Fragmento del texto —
---+---
La tragedia del 7 de octubre de 2023, con 1,400 personas asesinadas y 252 secuestradas por Hamás, dejó una cicatriz profunda en la conciencia israelí. Pero la respuesta ha sido desproporcionada hasta el extremo de que, a la fecha, más de 62.000 palestinos han muerto en Gaza desde entonces. Esta devastación no se guía por justicia, sino por el combustible inagotable de la venganza. Israel no actúa ya para proteger a su población, sino para humillar, castigar, dominar y expulsar a los palestinos.
Además de los bombardeos y desplazamientos, se han impuesto restricciones deliberadas a la entrada de alimentos, medicinas y combustible, provocando una situación de hambre masiva. La ONU ya ha advertido que la población de Gaza vive en condiciones de inseguridad alimentaria catastrófica, y que niños mueren literalmente por falta de alimento y atención médica.
El derecho internacional prohíbe explícitamente el uso del hambre como arma de guerra. No es una opinión: es un crimen documentado. Por eso, la Corte Penal Internacional ha emitido una orden de detención contra Benjamín Netanyahu y parte de su gabinete, reconociendo que existen indicios razonables de crímenes de guerra y crímenes contra la humanidad. Y en toda esta oscuridad, miles de ciudadanos israelíes han salido a las calles para protestar contra su propio gobierno. Las manifestaciones en Tel Aviv no hablan de odio, sino de agotamiento moral: una parte de la sociedad israelí se niega a aceptar que su seguridad dependa del sufrimiento de otro pueblo.
Este conflicto —como tantos otros— revela nuestra hipocresía, mostrando un problema mayor: nuestra capacidad de condenar los crímenes del otro bando y justificar los de nuestro propio bando. Es más, nuestros crímenes nunca llegan a esa categoría: se amparan siempre en una narrativa complaciente. La moralidad se ha vuelto tribal, y el sufrimiento se mide según la bandera que lo causa. Esta doble vara ética está destruyendo las instituciones y el lenguaje mismo de los derechos humanos.
---+---
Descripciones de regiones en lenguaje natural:
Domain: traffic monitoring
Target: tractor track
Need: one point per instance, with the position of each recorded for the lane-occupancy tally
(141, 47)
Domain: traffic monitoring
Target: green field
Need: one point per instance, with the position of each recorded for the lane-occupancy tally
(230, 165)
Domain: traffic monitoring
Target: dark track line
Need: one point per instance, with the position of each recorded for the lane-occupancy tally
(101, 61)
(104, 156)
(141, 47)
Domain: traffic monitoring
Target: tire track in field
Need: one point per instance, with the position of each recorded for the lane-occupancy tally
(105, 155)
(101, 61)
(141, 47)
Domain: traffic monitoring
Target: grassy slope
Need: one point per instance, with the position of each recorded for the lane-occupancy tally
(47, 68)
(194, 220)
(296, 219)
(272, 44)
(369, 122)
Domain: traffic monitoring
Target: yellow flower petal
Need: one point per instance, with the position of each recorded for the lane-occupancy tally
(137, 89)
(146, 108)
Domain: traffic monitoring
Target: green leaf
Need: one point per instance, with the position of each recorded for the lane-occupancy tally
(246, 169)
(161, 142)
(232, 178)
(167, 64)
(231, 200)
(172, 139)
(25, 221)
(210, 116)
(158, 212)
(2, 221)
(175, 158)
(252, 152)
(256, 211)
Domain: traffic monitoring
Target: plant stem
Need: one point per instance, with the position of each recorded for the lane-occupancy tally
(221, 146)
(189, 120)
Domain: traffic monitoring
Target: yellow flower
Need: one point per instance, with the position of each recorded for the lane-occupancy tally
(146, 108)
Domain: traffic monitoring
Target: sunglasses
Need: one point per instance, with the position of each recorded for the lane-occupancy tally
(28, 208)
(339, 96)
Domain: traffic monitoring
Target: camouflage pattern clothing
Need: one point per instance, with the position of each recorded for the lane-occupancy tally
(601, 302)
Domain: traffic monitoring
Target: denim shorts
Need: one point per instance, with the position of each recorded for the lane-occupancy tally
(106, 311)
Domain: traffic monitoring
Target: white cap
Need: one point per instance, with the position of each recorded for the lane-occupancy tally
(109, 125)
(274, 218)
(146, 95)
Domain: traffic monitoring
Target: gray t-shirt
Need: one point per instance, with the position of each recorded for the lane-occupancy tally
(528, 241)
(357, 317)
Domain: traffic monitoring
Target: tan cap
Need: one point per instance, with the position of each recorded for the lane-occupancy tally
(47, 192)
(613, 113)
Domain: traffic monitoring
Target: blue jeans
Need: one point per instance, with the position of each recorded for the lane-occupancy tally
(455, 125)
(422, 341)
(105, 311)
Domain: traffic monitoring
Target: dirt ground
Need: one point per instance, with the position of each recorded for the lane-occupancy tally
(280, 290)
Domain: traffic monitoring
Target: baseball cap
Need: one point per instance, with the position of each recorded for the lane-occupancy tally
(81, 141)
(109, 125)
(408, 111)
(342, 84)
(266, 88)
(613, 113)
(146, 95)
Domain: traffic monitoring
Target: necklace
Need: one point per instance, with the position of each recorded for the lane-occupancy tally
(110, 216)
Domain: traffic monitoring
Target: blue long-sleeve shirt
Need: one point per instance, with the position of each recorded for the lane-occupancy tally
---+---
¿Puedes volver a escribir el fragmento sobre Gaza empezando en las palabras "La tragedia del" y terminando tras "y atención médica.", pero cambiando "Gaza" por "la Franja de Gaza"?

Solución —
La tragedia del 7 de octubre de 2023, con 1,400 personas asesinadas y 252 secuestradas por Hamás, dejó una cicatriz profunda en la conciencia israelí. Pero la respuesta ha sido desproporcionada hasta el extremo de que, a la fecha, más de 62.000 palestinos han muerto en la Franja de Gaza desde entonces. Esta devastación no se guía por justicia, sino por el combustible inagotable de la venganza. Israel no actúa ya para proteger a su población, sino para humillar, castigar, dominar y expulsar a los palestinos.
Además de los bombardeos y desplazamientos, se han impuesto restricciones deliberadas a la entrada de alimentos, medicinas y combustible, provocando una situación de hambre masiva. La ONU ya ha advertido que la población de la Franja de Gaza vive en condiciones de inseguridad alimentaria catastrófica, y que niños mueren literalmente por falta de alimento y atención médica.